◆ Directions ◆
Reproduce the material below word for word, leaving out the pictures.

◆ Data shown ◆

start

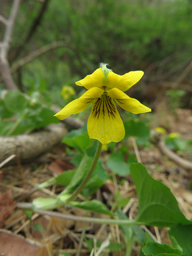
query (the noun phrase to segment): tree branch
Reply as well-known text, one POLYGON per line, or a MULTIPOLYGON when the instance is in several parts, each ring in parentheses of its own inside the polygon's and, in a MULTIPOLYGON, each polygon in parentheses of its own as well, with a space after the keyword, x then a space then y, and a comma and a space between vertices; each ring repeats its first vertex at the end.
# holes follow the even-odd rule
POLYGON ((3 47, 1 48, 1 56, 3 58, 6 58, 7 52, 9 47, 9 44, 11 39, 11 35, 15 18, 19 8, 20 0, 14 0, 13 2, 11 14, 8 20, 7 21, 5 33, 3 40, 3 47))
MULTIPOLYGON (((6 20, 5 32, 2 42, 0 44, 0 72, 6 87, 9 90, 16 90, 17 86, 10 72, 7 60, 7 53, 9 48, 13 28, 18 11, 20 0, 14 0, 8 20, 6 20)), ((1 21, 5 21, 1 16, 1 21)))
POLYGON ((69 45, 67 43, 64 41, 58 41, 54 42, 49 44, 45 45, 40 49, 34 51, 30 53, 28 55, 21 59, 14 65, 11 68, 11 72, 14 72, 22 66, 25 65, 31 61, 34 58, 39 56, 39 55, 40 55, 43 53, 49 51, 50 50, 56 48, 57 47, 60 47, 61 46, 68 47, 69 45))
POLYGON ((40 9, 39 13, 38 16, 36 17, 34 20, 32 26, 30 28, 29 31, 28 32, 28 34, 27 35, 24 42, 20 45, 19 45, 19 46, 15 49, 16 50, 14 51, 14 52, 13 52, 13 56, 11 58, 12 62, 19 56, 21 50, 24 47, 26 44, 30 40, 37 27, 40 24, 50 1, 50 0, 45 0, 42 3, 42 6, 40 9))
POLYGON ((6 25, 7 23, 7 20, 4 18, 2 15, 0 15, 0 21, 5 25, 6 25))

end

◆ Solution for this exercise ◆
query (the noun phrase to segment): tree branch
Reply as well-known text, one POLYGON per line, or a MULTIPOLYGON when the instance is in several parts, each ring in parentheses of its own inside the polygon's and, in a MULTIPOLYGON, each polygon in parentheses of its own as well, with a space after the keyword, x then a space then y, and a comma and a space between vertices; each ring repeats its first vertex at the end.
# holes follow the even-odd rule
POLYGON ((3 47, 1 48, 1 56, 3 58, 6 58, 7 52, 9 47, 9 44, 11 39, 11 35, 15 18, 19 8, 20 0, 14 0, 13 2, 11 14, 8 20, 7 21, 5 33, 3 40, 3 47))
MULTIPOLYGON (((6 20, 5 32, 2 42, 0 44, 0 72, 6 87, 9 90, 16 90, 17 86, 10 72, 7 60, 7 53, 9 48, 13 28, 18 11, 20 0, 14 0, 8 20, 6 20)), ((1 21, 5 21, 1 16, 1 21)))
POLYGON ((69 45, 67 43, 64 41, 58 41, 54 42, 49 44, 45 45, 40 49, 34 51, 30 53, 28 55, 21 59, 14 65, 11 68, 11 72, 14 72, 22 66, 25 65, 31 61, 34 58, 39 56, 39 55, 40 55, 43 53, 49 51, 50 50, 56 48, 57 47, 60 47, 61 46, 68 47, 69 45))
POLYGON ((40 9, 39 13, 38 16, 36 17, 34 20, 32 26, 30 28, 29 31, 28 32, 28 34, 27 35, 24 42, 20 45, 19 45, 19 46, 15 49, 16 50, 14 51, 14 52, 13 52, 13 56, 11 58, 12 62, 19 56, 21 50, 24 47, 26 44, 30 40, 37 27, 40 24, 50 1, 50 0, 45 0, 42 3, 42 6, 40 9))
POLYGON ((6 25, 7 23, 7 20, 4 18, 2 15, 0 15, 0 21, 5 25, 6 25))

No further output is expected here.